Text section ▸
The authors analyze error types across models and settings, showing that Categorical Error is the dominant failure mode, increasing for some models under the Agentic setting. This suggests that errors in initial visual perception propagate more easily when the model cannot revisit the video, leading to greater drift in downstream reasoning.

The authors analyze tool usage in the Workflow and Agentic paradigms, showing that higher numbers of tool calls do not necessarily lead to better performance. Gemini-3-pro-preview demonstrates more effective use of tools, achieving the highest accuracy with a balanced number of think and search calls, while other models either fail to improve or degrade in performance despite increased tool usage.

Results show that under the Workflow and Agentic paradigms, model performance varies significantly with video duration, with Gemini-3-pro-preview achieving the highest accuracy across all categories. The Agentic setting generally outperforms Workflow for longer videos, particularly for Gemini-3-pro-preview, which improves from 50.00% to 70.00% on Long videos, while open-source models like Qwen3-Omni-30B-A3B and MiniCPM-V 4.5 show substantial drops in accuracy on Long videos under Agentic.

Exercise data ▸

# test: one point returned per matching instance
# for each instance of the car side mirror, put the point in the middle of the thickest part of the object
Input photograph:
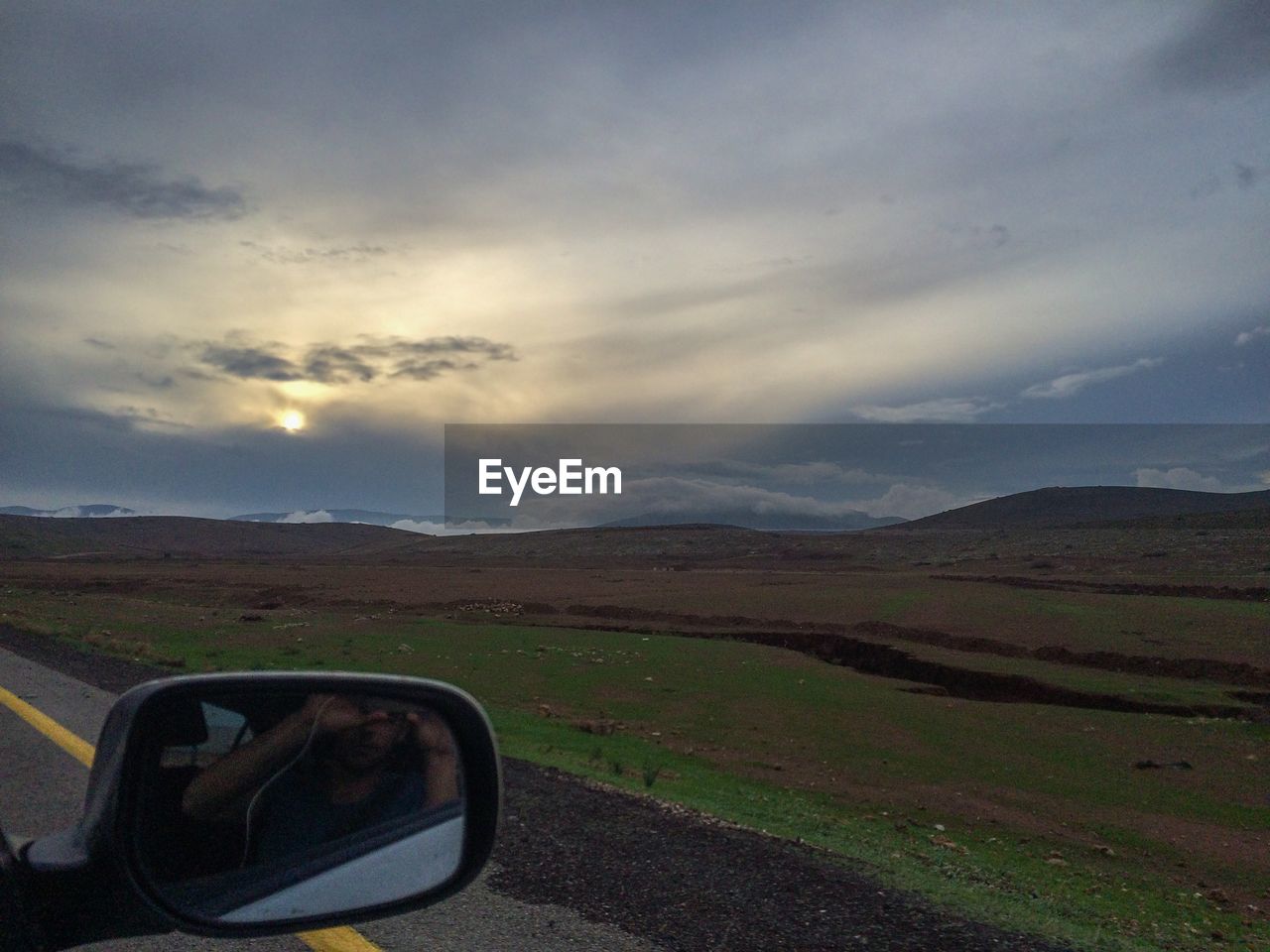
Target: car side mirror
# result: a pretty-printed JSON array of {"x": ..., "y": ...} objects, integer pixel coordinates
[{"x": 255, "y": 803}]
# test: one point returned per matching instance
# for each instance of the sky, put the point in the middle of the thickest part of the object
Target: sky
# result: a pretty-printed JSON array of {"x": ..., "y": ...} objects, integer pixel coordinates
[{"x": 365, "y": 221}]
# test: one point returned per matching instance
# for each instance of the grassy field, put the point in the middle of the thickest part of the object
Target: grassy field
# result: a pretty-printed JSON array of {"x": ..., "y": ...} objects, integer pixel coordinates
[{"x": 1028, "y": 815}]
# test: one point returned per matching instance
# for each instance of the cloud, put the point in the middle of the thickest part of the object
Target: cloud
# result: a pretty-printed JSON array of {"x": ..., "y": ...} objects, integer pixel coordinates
[
  {"x": 1225, "y": 48},
  {"x": 1072, "y": 384},
  {"x": 1247, "y": 176},
  {"x": 911, "y": 502},
  {"x": 943, "y": 411},
  {"x": 806, "y": 474},
  {"x": 363, "y": 359},
  {"x": 356, "y": 253},
  {"x": 134, "y": 189},
  {"x": 1178, "y": 477},
  {"x": 250, "y": 363},
  {"x": 1247, "y": 336},
  {"x": 308, "y": 517}
]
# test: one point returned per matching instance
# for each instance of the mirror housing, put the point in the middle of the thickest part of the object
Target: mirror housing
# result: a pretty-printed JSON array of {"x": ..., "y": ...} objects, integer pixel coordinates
[{"x": 103, "y": 879}]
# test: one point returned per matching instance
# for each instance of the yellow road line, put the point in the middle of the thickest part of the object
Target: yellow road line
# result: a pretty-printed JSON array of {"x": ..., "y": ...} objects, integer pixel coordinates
[
  {"x": 76, "y": 747},
  {"x": 338, "y": 939}
]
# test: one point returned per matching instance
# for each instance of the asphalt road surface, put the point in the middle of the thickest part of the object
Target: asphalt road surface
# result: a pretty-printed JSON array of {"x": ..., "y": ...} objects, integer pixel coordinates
[{"x": 42, "y": 791}]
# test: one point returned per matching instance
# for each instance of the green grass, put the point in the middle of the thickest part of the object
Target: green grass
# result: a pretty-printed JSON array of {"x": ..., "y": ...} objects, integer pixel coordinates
[{"x": 857, "y": 756}]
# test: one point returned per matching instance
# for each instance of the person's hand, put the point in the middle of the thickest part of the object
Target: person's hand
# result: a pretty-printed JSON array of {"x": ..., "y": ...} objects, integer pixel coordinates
[
  {"x": 331, "y": 712},
  {"x": 431, "y": 733}
]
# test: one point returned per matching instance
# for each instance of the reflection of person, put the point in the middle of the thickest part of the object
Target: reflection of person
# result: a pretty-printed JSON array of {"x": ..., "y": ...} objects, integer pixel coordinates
[{"x": 333, "y": 767}]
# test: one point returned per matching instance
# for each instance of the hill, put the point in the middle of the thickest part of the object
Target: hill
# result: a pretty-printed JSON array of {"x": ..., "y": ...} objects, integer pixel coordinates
[
  {"x": 176, "y": 536},
  {"x": 70, "y": 512},
  {"x": 765, "y": 522},
  {"x": 1078, "y": 506}
]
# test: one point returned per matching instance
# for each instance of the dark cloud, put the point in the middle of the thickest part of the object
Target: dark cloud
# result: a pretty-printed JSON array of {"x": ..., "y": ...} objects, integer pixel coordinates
[
  {"x": 310, "y": 255},
  {"x": 250, "y": 363},
  {"x": 134, "y": 189},
  {"x": 365, "y": 359},
  {"x": 1225, "y": 48},
  {"x": 335, "y": 365},
  {"x": 1247, "y": 176},
  {"x": 430, "y": 370}
]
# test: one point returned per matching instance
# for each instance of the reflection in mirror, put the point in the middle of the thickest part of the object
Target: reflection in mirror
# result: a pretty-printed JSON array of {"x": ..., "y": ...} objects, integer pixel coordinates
[{"x": 255, "y": 807}]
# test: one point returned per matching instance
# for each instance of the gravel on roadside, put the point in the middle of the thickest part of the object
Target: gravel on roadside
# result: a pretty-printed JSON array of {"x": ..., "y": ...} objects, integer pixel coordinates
[{"x": 663, "y": 875}]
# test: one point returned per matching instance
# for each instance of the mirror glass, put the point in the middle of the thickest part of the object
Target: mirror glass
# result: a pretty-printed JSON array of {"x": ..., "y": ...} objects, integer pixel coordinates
[{"x": 255, "y": 807}]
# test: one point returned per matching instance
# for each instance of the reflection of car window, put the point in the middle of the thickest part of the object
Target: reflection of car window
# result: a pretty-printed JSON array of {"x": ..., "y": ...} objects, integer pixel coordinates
[{"x": 226, "y": 730}]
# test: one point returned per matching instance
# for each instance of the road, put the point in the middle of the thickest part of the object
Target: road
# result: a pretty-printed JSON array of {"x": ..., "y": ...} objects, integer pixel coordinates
[{"x": 42, "y": 791}]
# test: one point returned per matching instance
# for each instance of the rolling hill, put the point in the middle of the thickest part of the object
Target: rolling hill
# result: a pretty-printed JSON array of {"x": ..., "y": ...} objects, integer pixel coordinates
[{"x": 1076, "y": 506}]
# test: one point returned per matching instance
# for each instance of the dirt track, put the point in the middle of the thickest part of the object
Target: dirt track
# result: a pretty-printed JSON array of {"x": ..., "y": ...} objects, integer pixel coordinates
[{"x": 679, "y": 880}]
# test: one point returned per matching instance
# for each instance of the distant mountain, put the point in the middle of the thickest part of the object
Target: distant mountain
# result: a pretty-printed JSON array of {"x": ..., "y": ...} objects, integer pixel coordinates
[
  {"x": 70, "y": 512},
  {"x": 1064, "y": 506},
  {"x": 765, "y": 522},
  {"x": 368, "y": 517},
  {"x": 185, "y": 537}
]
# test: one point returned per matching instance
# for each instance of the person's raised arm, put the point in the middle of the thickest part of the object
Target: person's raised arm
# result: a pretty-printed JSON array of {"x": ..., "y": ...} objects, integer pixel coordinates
[
  {"x": 226, "y": 782},
  {"x": 441, "y": 762}
]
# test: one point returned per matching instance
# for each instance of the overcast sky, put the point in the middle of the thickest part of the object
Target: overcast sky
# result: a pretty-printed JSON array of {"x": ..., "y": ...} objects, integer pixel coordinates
[{"x": 390, "y": 216}]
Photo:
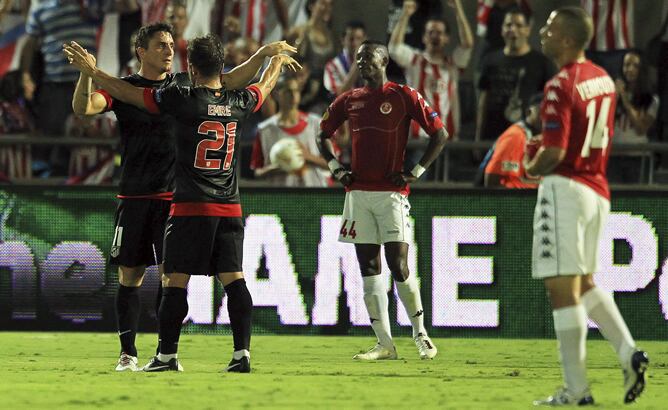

Activities ▸
a) Using the model evaluation text, explain in one to three sentences why Categorical Error rises for some models under the Agentic setting.
b) Answer these from the model evaluation text, one line each:
(i) Which error type is the dominant failure mode?
(ii) Gemini-3-pro-preview balances which two kinds of tool calls?
(iii) On Long videos, what accuracy does Gemini-3-pro-preview reach under Workflow and under Agentic?
c) Carry the model evaluation text forward from its last sentence.
The material has no connection to the model evaluation text.

Exercise results ▸
a) When the model cannot revisit the video, errors in its initial visual perception propagate more easily. This leads to greater drift in its downstream reasoning.

b)
(i) Categorical Error
(ii) Think calls and search calls
(iii) 50.00% under Workflow and 70.00% under Agentic

c)
The authors use a domain-specific performance comparison to evaluate models across different question categories under Workflow and Agentic settings. Results show that Gemini-3-pro-preview achieves the highest accuracy in most domains under both settings, with significant improvements in Technology (64.29%→85.71%) and consistent high performance across all domains, while other models exhibit varying strengths and weaknesses depending on the domain and paradigm.

Results show that the Agentic paradigm achieves higher performance than the Workflow paradigm for top models like Gemini-3-pro-preview and GPT-5.2, with accuracy improvements of 7% and 0% respectively, while lower-performing models such as Qwen3-Omni-30B-A3B and MiniCPM-V 4.5 show no gain or even degradation in the Agentic setting. Performance declines significantly with increasing difficulty across both paradigms, and human performance remains consistently higher than all models, especially on High-difficulty samples.